§ **Directions for this task**: Repeat the rows word for word, starting at the line that contains "ceramic canister, laid" and ending at the line that contains "pixel 526 66", with both of those lines included.

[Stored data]
● ● ● ●

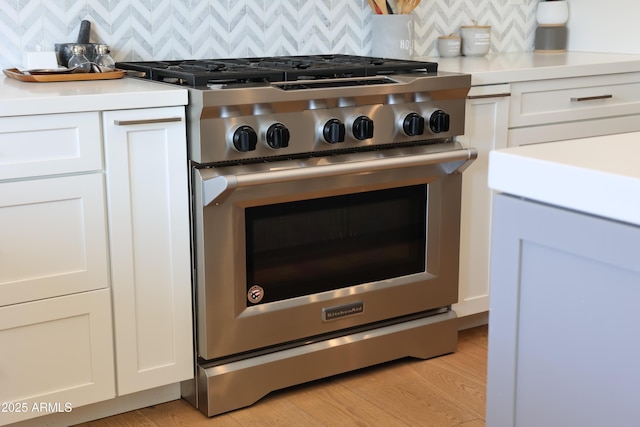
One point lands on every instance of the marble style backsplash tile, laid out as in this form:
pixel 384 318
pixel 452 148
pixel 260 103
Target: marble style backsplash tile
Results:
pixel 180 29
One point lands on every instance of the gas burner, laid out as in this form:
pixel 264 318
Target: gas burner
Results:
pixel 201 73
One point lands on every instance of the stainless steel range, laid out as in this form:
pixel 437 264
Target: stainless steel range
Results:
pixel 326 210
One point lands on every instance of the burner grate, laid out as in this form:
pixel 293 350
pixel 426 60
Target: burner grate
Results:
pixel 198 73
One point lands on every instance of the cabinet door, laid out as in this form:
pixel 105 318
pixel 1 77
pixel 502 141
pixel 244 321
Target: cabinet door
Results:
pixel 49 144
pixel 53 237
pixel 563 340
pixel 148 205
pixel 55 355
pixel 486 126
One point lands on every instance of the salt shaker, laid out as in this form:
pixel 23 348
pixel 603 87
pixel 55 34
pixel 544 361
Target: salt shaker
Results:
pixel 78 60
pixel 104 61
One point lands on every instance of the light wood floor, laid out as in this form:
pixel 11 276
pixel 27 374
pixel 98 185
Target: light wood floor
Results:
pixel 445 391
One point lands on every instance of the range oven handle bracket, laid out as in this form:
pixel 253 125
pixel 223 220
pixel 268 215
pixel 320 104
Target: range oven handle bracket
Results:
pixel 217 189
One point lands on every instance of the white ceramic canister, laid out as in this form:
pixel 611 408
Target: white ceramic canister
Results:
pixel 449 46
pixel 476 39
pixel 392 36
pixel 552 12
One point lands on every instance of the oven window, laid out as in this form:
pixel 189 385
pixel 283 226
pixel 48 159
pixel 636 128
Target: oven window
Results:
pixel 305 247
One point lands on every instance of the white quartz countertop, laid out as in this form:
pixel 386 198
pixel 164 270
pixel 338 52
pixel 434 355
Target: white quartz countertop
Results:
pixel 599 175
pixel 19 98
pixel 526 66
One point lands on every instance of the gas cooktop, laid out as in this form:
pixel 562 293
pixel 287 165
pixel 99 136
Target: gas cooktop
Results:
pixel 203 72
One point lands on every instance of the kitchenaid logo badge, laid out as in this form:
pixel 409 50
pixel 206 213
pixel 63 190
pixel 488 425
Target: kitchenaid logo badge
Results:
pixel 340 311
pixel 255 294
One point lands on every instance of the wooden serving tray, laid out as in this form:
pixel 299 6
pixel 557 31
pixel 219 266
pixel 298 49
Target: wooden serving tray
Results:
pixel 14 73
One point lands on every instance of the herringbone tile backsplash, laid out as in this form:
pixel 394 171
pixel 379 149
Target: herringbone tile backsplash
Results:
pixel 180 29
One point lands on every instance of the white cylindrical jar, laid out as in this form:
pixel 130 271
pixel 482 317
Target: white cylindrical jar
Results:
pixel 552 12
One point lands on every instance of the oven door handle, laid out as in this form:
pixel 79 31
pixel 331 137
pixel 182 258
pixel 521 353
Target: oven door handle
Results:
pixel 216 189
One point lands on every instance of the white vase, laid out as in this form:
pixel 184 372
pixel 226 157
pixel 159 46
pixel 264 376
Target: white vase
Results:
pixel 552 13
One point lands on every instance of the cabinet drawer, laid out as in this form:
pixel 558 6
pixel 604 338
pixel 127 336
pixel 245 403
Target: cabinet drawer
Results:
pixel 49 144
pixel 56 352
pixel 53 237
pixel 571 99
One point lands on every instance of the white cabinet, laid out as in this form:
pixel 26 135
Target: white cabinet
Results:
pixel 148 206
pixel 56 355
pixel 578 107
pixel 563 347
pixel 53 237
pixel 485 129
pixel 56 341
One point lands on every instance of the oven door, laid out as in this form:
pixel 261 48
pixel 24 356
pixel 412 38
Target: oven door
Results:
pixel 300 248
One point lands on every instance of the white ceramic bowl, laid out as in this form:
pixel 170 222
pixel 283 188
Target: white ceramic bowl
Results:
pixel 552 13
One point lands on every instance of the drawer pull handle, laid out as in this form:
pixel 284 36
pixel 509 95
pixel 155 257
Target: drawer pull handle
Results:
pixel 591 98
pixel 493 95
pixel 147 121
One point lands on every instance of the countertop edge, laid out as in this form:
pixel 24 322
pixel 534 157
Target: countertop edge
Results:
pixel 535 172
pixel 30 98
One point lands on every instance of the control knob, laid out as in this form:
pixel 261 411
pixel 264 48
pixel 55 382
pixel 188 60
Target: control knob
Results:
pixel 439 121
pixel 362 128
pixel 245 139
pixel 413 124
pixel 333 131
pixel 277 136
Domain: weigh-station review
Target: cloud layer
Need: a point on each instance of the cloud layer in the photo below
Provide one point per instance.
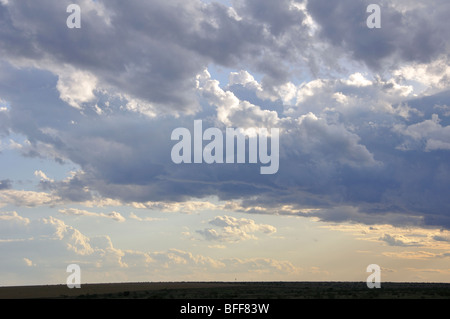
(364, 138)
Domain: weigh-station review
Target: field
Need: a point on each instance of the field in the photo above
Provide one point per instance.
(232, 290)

● ● ● ●

§ **Response below**:
One point lands on every instance of the white ceramic canister, laid out as in this form:
pixel 611 408
Target: white ceramic canister
Results:
pixel 449 46
pixel 476 39
pixel 392 36
pixel 552 12
One point lands on every instance of the oven window, laid out as in this form:
pixel 189 385
pixel 283 226
pixel 48 159
pixel 636 128
Target: oven window
Results:
pixel 305 247
One point lands on every instance of the white quartz countertop, laid out as in this form:
pixel 386 198
pixel 164 270
pixel 338 52
pixel 434 355
Target: white quartz countertop
Results:
pixel 599 175
pixel 19 98
pixel 526 66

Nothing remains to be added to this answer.